1998 Fiscal Year Annual Research Report
酸化物高温超伝導体における臨界電流密度とピンポテンシャル
Project/Area Number |
10650313
|
Research Institution | Kumamoto University |
Principal Investigator |
宮原 邦幸 熊本大学, 工学部, 教授 (90040401)
|
Co-Investigator(Kenkyū-buntansha) |
藤吉 孝則 熊本大学, 工学部, 助教授 (80212190)
久保田 弘 熊本大学, 工学部, 助教授 (20170037)
|
Keywords | 酸化物高温超伝導体 / 臨界電流密度 / 不可逆線 / 磁束グラス / 磁束液体 / ピンポテンシャル / パーコレーション / ピーク効果 |
Research Abstract |
酸化物超伝導体の電流-電圧特性は、複雑な温度,磁場依存性を示すが、適当な規格化を行うことにより、ある温度(グラス転移温度)を境として2本の基本曲線に統合(スケーリング)される。この現象は磁束系自体がこの温度でグラス相から液体相へ熱力学的に相転移することに因ると考えられている。そこで、YBa_2Cu_3O_<7-δ>薄膜において、そのc-軸と±30゚の角度から照射エネルギー200MeVの重イオン^<197>Au^<+13>を5.0×10^<10>cm^<-2>だけ照射することにより、人工的に導入できる欠陥の中でピン止め力が最も強いと考えられている柱状欠陥を導入した。この試料に対して、その電界-電流密度特性を規格化する際のパラメータの重イオンを照射したことによる変化の温度,磁場依存性を調べた。その結果、この現象もいろんな強さのピンニングセンターが適当に分布していると仮定すれば、その磁束線とそのピンニングセンターとの相互作用によっても説明できることを示した。この事は、ピンを人工的に導入することにより、損失無しで輸送電流を流しうる最大磁場を与える不可逆磁場の大きさを向上できるということ、つまり高温超伝導体の特性を改善するための新しい方針を与えることができた。 また、臨界電流密度が、ある特定の試料では外部磁場の増加とともに一時増加するというピーク効果について考察した。YBa_2Cu_3O_<7-δ>バルク試料の磁化の外部磁場掃引速度依存性から、その高温超伝導体の電界-電流密度特性を正確に算出し、磁場中の量子化磁束線の運動を規定するピンニングポテンシャルを計算し、このポテンシャルの磁場依存性に対して、磁場誘起型の磁束ピンニングを考慮した集団的磁束ピンニング理論を適用することにより、このピーク効果が説明できることを明らかにした。この事は、積極的にピーク効果を利用すれば、臨界電流密度を向上させることが可能であることを意味している。

提供データ —
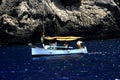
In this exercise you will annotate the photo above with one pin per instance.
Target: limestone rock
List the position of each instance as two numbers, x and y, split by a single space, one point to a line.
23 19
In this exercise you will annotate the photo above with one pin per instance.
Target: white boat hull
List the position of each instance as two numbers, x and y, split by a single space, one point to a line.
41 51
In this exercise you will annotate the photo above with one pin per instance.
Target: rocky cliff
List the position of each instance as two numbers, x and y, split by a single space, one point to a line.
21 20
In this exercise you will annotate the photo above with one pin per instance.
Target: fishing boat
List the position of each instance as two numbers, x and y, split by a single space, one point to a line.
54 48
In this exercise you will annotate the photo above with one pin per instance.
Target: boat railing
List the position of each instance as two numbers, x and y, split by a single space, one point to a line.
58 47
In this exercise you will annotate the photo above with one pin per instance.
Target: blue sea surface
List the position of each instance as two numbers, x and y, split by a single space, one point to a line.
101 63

...

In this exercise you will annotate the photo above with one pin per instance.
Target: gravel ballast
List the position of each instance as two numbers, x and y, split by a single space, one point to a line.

課題 — 研究報告を「1998 Fiscal Year」を含む語句から書き起こし、「工学部, 助教授 (80212190)」を書いたところで止めてもらえますか。その際、「臨界電流密度」を「臨界電流」に更新してください。 上記のエントリはここでは一切使いません。

結果 —
1998 Fiscal Year Annual Research Report
酸化物高温超伝導体における臨界電流とピンポテンシャル
Project/Area Number |
10650313
|
Research Institution | Kumamoto University |
Principal Investigator |
宮原 邦幸 熊本大学, 工学部, 教授 (90040401)
|
Co-Investigator(Kenkyū-buntansha) |
藤吉 孝則 熊本大学, 工学部, 助教授 (80212190)